THE TASK: Beginning at the line that holds "Where can the bird's curved", restate each line exactly through the final line of the records. Include both of those lines.

AVAILABLE DATA:
------------------------------------------------------------

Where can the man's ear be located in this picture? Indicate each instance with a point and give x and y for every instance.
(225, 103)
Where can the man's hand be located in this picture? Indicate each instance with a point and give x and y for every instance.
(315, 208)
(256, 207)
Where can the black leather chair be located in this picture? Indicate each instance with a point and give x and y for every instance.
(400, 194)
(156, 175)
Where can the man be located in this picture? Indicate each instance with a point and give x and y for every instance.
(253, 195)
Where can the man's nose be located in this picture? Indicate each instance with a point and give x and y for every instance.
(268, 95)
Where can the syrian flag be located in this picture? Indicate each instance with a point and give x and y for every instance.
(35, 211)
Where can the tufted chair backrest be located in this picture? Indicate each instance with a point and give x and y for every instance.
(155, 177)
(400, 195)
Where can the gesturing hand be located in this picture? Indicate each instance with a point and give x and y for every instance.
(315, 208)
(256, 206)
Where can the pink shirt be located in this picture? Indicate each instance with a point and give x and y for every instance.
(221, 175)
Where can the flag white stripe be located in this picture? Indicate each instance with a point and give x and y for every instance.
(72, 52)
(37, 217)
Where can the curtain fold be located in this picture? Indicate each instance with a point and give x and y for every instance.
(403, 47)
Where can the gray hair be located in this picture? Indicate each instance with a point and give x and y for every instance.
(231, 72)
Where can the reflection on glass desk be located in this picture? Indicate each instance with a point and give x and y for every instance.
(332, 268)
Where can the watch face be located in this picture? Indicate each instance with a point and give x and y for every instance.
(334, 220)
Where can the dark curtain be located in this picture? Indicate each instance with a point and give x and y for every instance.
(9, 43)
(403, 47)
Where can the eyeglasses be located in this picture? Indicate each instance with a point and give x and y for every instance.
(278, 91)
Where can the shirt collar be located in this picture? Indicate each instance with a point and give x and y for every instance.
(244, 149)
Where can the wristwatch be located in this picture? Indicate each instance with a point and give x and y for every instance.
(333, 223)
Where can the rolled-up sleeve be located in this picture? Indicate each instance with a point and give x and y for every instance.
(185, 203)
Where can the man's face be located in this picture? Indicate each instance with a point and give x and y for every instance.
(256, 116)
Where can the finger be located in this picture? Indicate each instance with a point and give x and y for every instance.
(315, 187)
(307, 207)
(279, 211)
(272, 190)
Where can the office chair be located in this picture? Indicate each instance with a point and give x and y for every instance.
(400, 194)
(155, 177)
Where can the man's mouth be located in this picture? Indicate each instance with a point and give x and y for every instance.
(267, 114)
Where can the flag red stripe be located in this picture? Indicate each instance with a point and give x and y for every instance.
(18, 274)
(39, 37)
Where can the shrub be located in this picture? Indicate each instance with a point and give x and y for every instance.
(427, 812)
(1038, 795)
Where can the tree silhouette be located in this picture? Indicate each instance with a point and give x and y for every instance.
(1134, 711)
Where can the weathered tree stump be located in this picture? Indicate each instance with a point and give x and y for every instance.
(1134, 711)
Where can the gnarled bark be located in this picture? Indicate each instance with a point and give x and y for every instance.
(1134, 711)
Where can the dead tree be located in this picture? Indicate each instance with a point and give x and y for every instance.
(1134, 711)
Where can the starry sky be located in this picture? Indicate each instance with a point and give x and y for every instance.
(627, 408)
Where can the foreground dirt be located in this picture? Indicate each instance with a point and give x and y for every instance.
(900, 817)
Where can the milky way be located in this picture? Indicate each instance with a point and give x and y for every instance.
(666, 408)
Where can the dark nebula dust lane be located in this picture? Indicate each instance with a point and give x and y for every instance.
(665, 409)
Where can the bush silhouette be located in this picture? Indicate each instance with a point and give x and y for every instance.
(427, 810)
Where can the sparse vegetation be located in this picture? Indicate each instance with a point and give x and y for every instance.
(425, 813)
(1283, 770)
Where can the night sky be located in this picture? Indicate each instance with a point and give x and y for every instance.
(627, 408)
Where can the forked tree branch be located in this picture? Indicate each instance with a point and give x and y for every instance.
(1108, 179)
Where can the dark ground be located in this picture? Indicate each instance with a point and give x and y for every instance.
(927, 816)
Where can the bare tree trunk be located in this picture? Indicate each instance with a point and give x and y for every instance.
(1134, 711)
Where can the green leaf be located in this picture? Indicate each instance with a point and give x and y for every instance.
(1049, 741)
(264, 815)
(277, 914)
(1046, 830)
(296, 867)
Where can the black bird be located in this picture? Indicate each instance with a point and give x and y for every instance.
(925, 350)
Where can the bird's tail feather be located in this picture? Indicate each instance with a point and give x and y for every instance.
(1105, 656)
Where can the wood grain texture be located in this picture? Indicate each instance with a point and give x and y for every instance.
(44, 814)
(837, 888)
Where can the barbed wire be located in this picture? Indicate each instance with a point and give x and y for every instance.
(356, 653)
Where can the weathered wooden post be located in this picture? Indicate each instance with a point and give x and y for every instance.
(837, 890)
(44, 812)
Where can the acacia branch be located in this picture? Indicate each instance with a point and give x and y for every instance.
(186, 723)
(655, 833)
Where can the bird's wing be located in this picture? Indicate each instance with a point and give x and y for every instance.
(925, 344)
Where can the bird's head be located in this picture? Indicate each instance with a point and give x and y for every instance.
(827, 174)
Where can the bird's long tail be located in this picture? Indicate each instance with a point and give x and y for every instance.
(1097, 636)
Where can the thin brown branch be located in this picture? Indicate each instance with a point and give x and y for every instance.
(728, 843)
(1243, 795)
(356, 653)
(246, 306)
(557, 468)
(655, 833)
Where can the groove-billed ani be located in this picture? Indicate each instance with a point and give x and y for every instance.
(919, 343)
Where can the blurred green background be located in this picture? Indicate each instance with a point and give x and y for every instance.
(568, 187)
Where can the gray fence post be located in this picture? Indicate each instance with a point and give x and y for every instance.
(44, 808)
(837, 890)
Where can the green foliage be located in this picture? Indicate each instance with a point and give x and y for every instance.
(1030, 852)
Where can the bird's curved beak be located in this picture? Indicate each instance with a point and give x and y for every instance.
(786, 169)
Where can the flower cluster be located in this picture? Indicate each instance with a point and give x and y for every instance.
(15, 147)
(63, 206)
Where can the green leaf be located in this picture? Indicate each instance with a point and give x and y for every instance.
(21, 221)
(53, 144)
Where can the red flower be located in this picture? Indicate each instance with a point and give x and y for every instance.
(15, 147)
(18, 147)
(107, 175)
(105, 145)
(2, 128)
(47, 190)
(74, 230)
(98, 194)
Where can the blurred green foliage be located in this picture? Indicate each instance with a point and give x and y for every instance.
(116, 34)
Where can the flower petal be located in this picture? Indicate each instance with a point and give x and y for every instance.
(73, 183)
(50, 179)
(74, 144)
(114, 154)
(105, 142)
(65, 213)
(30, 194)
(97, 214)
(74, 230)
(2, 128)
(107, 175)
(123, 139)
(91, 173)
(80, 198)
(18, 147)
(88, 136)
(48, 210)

------------------------------------------------------------

WORKED SOLUTION:
Where can the bird's curved beak be located in this picture? Indicate each instance with a point and give x and y for every instance.
(786, 169)
Where can the flower cluster be located in this picture? Indicate each instance with a point and give x and y for every instance.
(15, 147)
(63, 206)
Where can the green leaf be located in this picture? Indicate each instance with a point and give x and y for every instance.
(21, 221)
(53, 144)
Where can the red flower be located in this picture? Indicate each instance with a point and give x and y for every instance.
(15, 147)
(18, 147)
(107, 175)
(105, 145)
(2, 128)
(47, 190)
(74, 230)
(98, 194)
Where can the blurred green foliage be located in this picture? Indicate each instance with a point and give x and y for every instance.
(116, 34)
Where can the flower petal be located in this picture? Indicate each instance with a point and give x and y for every instance.
(73, 183)
(50, 179)
(74, 144)
(114, 154)
(105, 142)
(65, 213)
(30, 194)
(97, 214)
(74, 230)
(2, 128)
(107, 175)
(123, 139)
(91, 173)
(80, 198)
(18, 147)
(88, 136)
(48, 210)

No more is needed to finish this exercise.